Stated task A =
Answer these questions from the Green Revolution article:
(i) On what date was it published?
(ii) Which sector did early development scholars assume would supply most of the impetus for growth?
(iii) Which study relied on structural estimation?
Stated task B = Repeat word for word the passage of the Green Revolution article starting at "Poor countries have" and ending at "in developing countries.".

Given text =

◆ ◆ ◆

When agriculture drives development: Lessons from the Green Revolution


Published 06.09.21
Photo credit:
X. Fonseca/CIMMYT

Investments in agricultural technology have substantially improved living standards in the poorest places on our planet over the past half century

Poor countries have large and relatively unproductive agricultural sectors. Early scholars of development considered agriculture a dead end and assumed that most of the impetus for development and economic growth would necessarily come from the industrial sector (Lewis 1951, Nurkse 1953). A recent literature has challenged this view by offering theoretical models in which agricultural productivity growth is important for subsequent industrialisation (Gollin et al. 2007, Restuccia et al. 2008, Vollrath 2011). Whether and when governments should focus their development efforts on agriculture remains the topic of a lively policy debate; however, it has proved difficult to find clear causal estimates of agriculture’s potential to deliver economic growth in developing countries.

Previous research has made use of quasi-natural experiments at a narrow geographic scale (Bustos et al. 2016) or has relied on structural estimation (Foster and Rosenzweig 2004) to look at the cross-sectoral impacts of changes in agricultural productivity. Such evidence can be difficult to extrapolate to total impacts on aggregate economies. In poor countries with large fractions of their workers in agriculture, the main mechanisms for economic development do not play out within local labour markets. Instead, they involve large-scale movements of people across locations: from rural areas to cities, or from one region to another. Studies that emphasise the local movements of people will miss these broader and more secular changes.

◆ ◆ ◆

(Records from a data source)
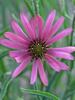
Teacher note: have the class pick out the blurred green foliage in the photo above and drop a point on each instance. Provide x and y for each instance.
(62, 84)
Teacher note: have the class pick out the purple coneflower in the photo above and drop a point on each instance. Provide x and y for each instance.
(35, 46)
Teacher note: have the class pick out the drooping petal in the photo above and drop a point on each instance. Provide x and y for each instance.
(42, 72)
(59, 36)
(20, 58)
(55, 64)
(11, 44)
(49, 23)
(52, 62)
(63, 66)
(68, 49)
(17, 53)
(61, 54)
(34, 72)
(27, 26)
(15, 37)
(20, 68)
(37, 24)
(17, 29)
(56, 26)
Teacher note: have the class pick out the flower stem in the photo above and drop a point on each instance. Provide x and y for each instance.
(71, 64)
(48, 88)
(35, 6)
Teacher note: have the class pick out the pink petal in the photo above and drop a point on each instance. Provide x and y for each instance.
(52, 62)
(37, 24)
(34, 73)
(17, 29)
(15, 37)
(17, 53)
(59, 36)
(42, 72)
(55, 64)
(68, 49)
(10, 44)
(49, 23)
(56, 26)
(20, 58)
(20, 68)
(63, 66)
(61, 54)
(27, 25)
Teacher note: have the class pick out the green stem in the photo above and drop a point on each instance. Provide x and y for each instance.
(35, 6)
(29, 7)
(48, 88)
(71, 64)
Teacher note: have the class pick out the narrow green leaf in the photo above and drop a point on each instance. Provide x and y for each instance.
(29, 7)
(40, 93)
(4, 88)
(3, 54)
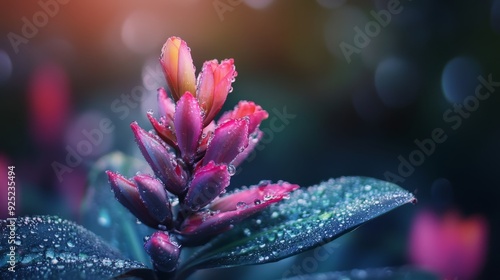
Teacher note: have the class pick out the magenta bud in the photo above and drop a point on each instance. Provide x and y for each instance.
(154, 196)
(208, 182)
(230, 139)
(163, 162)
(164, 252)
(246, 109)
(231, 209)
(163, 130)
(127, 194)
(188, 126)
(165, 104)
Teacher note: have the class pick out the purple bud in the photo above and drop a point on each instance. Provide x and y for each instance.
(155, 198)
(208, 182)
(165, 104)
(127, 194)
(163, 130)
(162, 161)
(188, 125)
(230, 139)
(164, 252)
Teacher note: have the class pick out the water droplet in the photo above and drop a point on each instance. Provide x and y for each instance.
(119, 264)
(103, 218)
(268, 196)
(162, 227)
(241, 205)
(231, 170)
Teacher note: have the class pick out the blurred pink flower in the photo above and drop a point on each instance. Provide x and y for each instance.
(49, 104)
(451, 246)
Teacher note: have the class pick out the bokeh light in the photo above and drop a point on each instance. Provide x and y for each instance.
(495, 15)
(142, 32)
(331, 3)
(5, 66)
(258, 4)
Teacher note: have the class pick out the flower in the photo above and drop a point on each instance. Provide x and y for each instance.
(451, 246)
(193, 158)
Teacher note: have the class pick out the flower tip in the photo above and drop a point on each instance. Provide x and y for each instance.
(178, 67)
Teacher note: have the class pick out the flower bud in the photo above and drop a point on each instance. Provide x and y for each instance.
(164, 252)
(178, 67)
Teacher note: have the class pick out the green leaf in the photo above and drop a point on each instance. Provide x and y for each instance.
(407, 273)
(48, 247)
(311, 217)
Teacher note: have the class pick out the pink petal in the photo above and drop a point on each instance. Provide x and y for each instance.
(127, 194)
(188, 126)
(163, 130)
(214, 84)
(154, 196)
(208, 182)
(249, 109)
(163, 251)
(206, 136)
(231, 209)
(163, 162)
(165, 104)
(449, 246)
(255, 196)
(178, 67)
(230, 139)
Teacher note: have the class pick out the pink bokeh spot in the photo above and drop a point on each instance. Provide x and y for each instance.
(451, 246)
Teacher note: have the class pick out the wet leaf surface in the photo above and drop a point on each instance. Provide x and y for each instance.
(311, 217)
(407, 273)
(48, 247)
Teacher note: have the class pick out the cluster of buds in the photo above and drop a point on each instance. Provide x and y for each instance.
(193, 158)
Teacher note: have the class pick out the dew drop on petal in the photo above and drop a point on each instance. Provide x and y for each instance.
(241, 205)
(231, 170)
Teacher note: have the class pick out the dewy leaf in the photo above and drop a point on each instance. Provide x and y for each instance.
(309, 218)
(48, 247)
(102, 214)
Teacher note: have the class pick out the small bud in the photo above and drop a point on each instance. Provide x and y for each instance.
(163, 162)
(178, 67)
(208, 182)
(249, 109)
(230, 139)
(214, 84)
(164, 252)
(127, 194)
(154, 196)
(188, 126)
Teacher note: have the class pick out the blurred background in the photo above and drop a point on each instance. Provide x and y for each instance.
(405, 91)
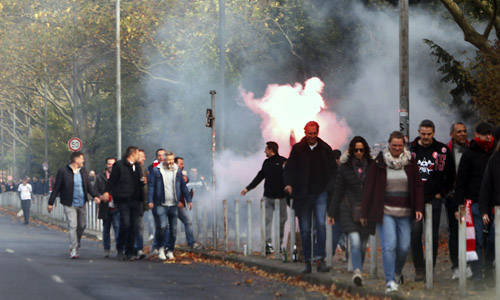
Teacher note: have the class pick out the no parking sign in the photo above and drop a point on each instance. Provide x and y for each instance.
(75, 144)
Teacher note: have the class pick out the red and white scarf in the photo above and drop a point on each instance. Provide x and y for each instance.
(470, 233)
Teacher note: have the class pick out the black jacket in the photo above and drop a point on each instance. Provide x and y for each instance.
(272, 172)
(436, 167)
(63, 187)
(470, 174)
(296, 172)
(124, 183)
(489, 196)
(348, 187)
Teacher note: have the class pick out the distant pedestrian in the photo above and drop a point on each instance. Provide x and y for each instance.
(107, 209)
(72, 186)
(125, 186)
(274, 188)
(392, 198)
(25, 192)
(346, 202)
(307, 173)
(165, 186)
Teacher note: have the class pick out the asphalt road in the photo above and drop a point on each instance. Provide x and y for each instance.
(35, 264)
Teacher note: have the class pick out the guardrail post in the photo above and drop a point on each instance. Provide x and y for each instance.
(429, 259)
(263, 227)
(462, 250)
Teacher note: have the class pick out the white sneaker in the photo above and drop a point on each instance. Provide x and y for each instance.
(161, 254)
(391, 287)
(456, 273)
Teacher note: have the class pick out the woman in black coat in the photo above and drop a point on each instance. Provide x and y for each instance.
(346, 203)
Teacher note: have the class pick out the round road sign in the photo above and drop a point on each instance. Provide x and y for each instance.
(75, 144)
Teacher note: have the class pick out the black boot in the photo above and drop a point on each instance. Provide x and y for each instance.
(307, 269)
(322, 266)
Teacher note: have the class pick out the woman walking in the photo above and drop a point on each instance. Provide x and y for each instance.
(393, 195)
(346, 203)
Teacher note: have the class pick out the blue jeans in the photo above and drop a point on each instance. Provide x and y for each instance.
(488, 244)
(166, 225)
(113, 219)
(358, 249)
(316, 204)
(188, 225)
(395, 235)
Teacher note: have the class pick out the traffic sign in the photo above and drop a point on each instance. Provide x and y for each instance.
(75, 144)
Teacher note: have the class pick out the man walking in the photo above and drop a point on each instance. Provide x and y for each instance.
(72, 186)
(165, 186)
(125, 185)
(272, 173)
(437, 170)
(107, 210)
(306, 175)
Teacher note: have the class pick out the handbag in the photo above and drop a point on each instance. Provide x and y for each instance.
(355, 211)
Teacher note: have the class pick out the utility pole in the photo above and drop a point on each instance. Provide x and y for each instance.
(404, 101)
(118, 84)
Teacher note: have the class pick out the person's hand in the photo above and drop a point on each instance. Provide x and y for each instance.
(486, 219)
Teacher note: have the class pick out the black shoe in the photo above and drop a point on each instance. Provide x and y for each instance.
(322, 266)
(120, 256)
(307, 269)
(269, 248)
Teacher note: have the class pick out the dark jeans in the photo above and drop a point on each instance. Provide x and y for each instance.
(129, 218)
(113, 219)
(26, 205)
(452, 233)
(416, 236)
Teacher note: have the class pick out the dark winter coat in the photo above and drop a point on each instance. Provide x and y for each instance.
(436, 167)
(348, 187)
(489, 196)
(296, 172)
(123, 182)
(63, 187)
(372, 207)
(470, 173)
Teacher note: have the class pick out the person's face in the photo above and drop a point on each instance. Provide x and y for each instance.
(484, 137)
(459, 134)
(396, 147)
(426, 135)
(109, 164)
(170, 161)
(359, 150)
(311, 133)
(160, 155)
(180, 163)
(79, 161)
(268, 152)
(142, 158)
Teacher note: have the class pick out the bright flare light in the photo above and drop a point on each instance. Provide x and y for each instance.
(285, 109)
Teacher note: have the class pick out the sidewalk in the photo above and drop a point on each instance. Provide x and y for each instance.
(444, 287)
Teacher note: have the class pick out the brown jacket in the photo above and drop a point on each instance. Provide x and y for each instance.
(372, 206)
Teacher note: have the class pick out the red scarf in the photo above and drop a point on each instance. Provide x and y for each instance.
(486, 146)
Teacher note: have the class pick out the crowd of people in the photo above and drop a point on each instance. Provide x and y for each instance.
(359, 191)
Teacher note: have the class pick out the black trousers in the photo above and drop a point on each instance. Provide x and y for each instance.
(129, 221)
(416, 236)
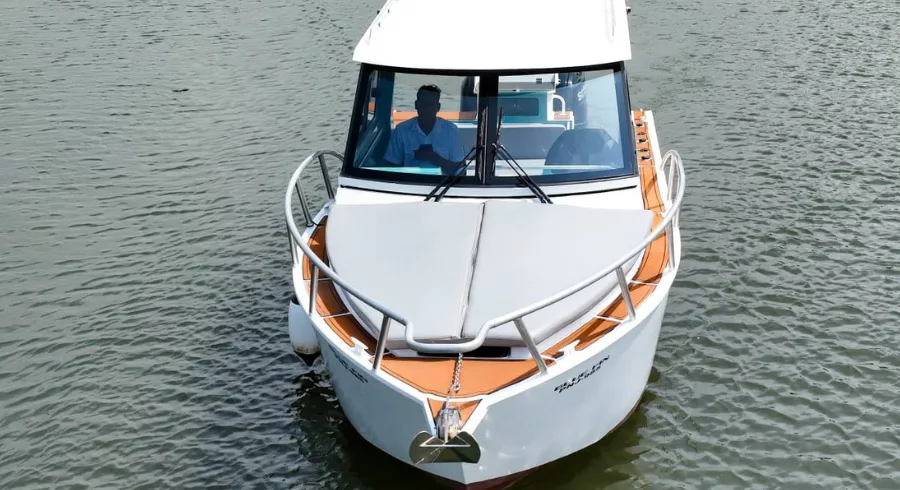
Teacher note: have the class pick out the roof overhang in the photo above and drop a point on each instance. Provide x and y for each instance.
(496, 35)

◆ ◆ ◆

Expected output A =
(i) 06.09.21
(ii) The industrial sector
(iii) Foster and Rosenzweig 2004

Expected output B =
Poor countries have large and relatively unproductive agricultural sectors. Early scholars of development considered agriculture a dead end and assumed that most of the impetus for development and economic growth would necessarily come from the industrial sector (Lewis 1951, Nurkse 1953). A recent literature has challenged this view by offering theoretical models in which agricultural productivity growth is important for subsequent industrialisation (Gollin et al. 2007, Restuccia et al. 2008, Vollrath 2011). Whether and when governments should focus their development efforts on agriculture remains the topic of a lively policy debate; however, it has proved difficult to find clear causal estimates of agriculture’s potential to deliver economic growth in developing countries.